(Passage provided Opens)

We love our black pepper crab and our white-peppery bak kut teh, but there is far more to this pungent pick-me-up than meets the eye.
In home and professional kitchens, on restaurant table tops and at hawker centre stalls all over Singapore, pepper is a given, and it’s provided free. But this wasn’t always the case.
There was a time when pepper was a luxury item only the wealthy could afford. Evidence of its use in Europe goes as far back as 1000BC, with references in Roman and Greek texts. Trouble was, it came all the way from growers in Asia to consumers in Europe. In between lay a chain of ship captains, traders, middlemen and distributors out for world domination, or at least, desiring to make some good money.
It helped that the vast distance between the continents meant that a spice like pepper could be elevated to mythical status, with fantastic tales of how dangerous it was to obtain. This included a famous tale of pepper pickers having to put life and limb at risk to get past the dragons that guarded the pepper pits! Who was to know what was true and what was not, but it all helped to increase pepper’s desirability quotient — as well as its price — so much so that, at one time in history, it was prized more highly than gold, used as a currency and could be used to pay rent and taxes, and even offered as dowry.

(Passage provided Closes)

» **Work required**
From the passage on pepper, list every kind of party that stood between the growers in Asia and the consumers in Europe. The data that come next were drawn from a separate source and have no connection to the passage.

(Information given Opens)

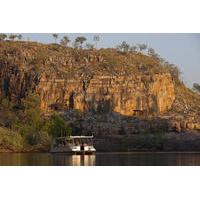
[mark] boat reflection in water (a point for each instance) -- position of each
(74, 160)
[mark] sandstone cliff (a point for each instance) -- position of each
(85, 80)
(102, 92)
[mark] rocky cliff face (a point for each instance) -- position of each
(112, 91)
(103, 94)
(65, 79)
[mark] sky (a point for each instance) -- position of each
(181, 49)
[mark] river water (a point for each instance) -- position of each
(100, 159)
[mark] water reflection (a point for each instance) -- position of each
(74, 160)
(100, 159)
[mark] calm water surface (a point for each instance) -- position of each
(100, 159)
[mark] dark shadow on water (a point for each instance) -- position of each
(101, 159)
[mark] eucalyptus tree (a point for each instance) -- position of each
(19, 37)
(89, 46)
(80, 40)
(65, 41)
(3, 36)
(124, 47)
(196, 87)
(142, 47)
(12, 36)
(55, 36)
(96, 39)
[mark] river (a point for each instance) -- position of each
(101, 159)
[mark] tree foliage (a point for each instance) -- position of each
(2, 36)
(65, 41)
(55, 36)
(124, 47)
(79, 41)
(196, 87)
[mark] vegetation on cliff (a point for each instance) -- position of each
(78, 86)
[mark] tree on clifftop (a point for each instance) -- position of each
(19, 37)
(124, 47)
(96, 39)
(55, 36)
(196, 87)
(2, 36)
(79, 41)
(65, 41)
(12, 37)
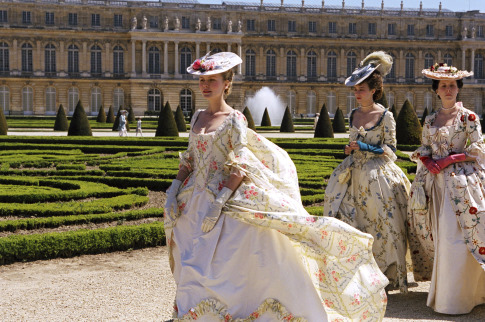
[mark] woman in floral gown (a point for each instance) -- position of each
(447, 205)
(241, 245)
(368, 190)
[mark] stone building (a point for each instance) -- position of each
(119, 53)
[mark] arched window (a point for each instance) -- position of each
(186, 101)
(5, 99)
(185, 59)
(291, 64)
(154, 100)
(50, 58)
(96, 60)
(118, 98)
(153, 60)
(250, 62)
(332, 65)
(409, 67)
(73, 59)
(428, 60)
(311, 69)
(95, 99)
(311, 103)
(4, 58)
(72, 99)
(50, 100)
(478, 70)
(28, 100)
(351, 62)
(270, 63)
(27, 61)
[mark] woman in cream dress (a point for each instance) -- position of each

(Information given Closes)

» **Exercise answer**
Ship captains, traders, middlemen, distributors